• Texto da página

Ela tinha 35 anos...

Estava grávida do seu terceiro filho. Ela já tinha um casalzinho – gêmeos – espetaculares. Eu acompanhava distraidamente a vida da família dela, como fazemos agora, pelo feed do Instagram. No caso dela fazia ainda mais sentido porque ela era apaixonada por fotografia. Todos saudáveis, casamento aparentemente sólido e repleto de carinho e cumplicidade. Conheci o marido no dia do casamento deles, ao qual eu fui convidado, junto com um grupo de colegas de trabalho, há dez anos atrás. Ela era divertidíssima, cheia de ironia, vibrante. Eu lembro-me dela com muita vida, “irrequieta”, como uma criança traquina, mas sem maldade nenhuma. Sempre disposta a ajudar, mesmo quando não podia ou dominava o assunto. Vislumbro ela como alguém que se desdobrava para os amigos, os amores, a família etc. E o que eu vislumbro não pode estar muito longe da realidade, dada a forma como amig@s e conhecido@s em comum falam dela.

Eu compartilhei uma sala com ela e mais pessoas, durante uns 2 anos, por volta de 2009, 2010, 2001, se a memória não me falha. Foi o suficiente para ela deixar uma marca na minha vida. Longe de dizer que éramos próximos. Como eu disse acima, eu só seguia a vida dela via Instagram e sei que aqui e ali, ela dava um like em alguma coisa que eu postava, seja na conta pessoal, seja na conta da banda.


Mas essa conexão, por mais tênue de fosse, foi mais que suficiente para me fazer perder as forças das pernas quando, anteontem, uma amiga em comum me disse que ela tinha acabado de ser intubada, com Covid19. Como assim? Passamos do nada de “está tudo bem!” para “estou perto da morte!”? No mesmo momento me lembraram que ela estava grávida de 7 meses, que o bebé teve de ser retirado da mãe de emergência e que ambos estavam em perigo de morte.

• Entradas fornecidas

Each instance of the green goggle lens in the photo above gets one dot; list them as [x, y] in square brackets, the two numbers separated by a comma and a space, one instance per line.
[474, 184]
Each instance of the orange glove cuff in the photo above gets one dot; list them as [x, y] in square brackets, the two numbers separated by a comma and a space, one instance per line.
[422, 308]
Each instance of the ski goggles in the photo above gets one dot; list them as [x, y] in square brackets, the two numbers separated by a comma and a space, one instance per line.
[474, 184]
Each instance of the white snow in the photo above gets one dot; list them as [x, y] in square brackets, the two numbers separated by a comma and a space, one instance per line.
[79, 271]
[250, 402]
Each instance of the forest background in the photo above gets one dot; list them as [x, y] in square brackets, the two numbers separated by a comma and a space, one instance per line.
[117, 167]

• Tarefa a fazer A
Segundo o relato, de quantos meses ela estava grávida quando o bebê teve de ser retirado?
• Tarefa a fazer B
Resuma o relato em duas frases.
• Tarefa a fazer C
Diga se cada afirmação concorda com o relato, respondendo sim ou não e citando as palavras do texto que decidem: (i) Quem escreve conheceu o marido dela no dia do casamento. (ii) Quem escreve e ela eram muito próximos. (iii) Ela era apaixonada por fotografia.

• Resposta esperada A
Ela estava grávida de 7 meses.

• Resposta esperada B
Grávida do terceiro filho e já mãe de gêmeos, ela tinha 35 anos e é lembrada como divertida, vibrante e sempre disposta a ajudar por quem escreve, que dividiu uma sala com ela por cerca de dois anos e depois acompanhou sua vida pelo Instagram. Anteontem, uma amiga em comum contou que ela tinha sido intubada com Covid19 e que o bebê teve de ser retirado de emergência, ficando ambos em perigo de morte.

• Resposta esperada C
(i) Sim: "Conheci o marido no dia do casamento deles".
(ii) Não: "Longe de dizer que éramos próximos."
(iii) Sim: "ela era apaixonada por fotografia".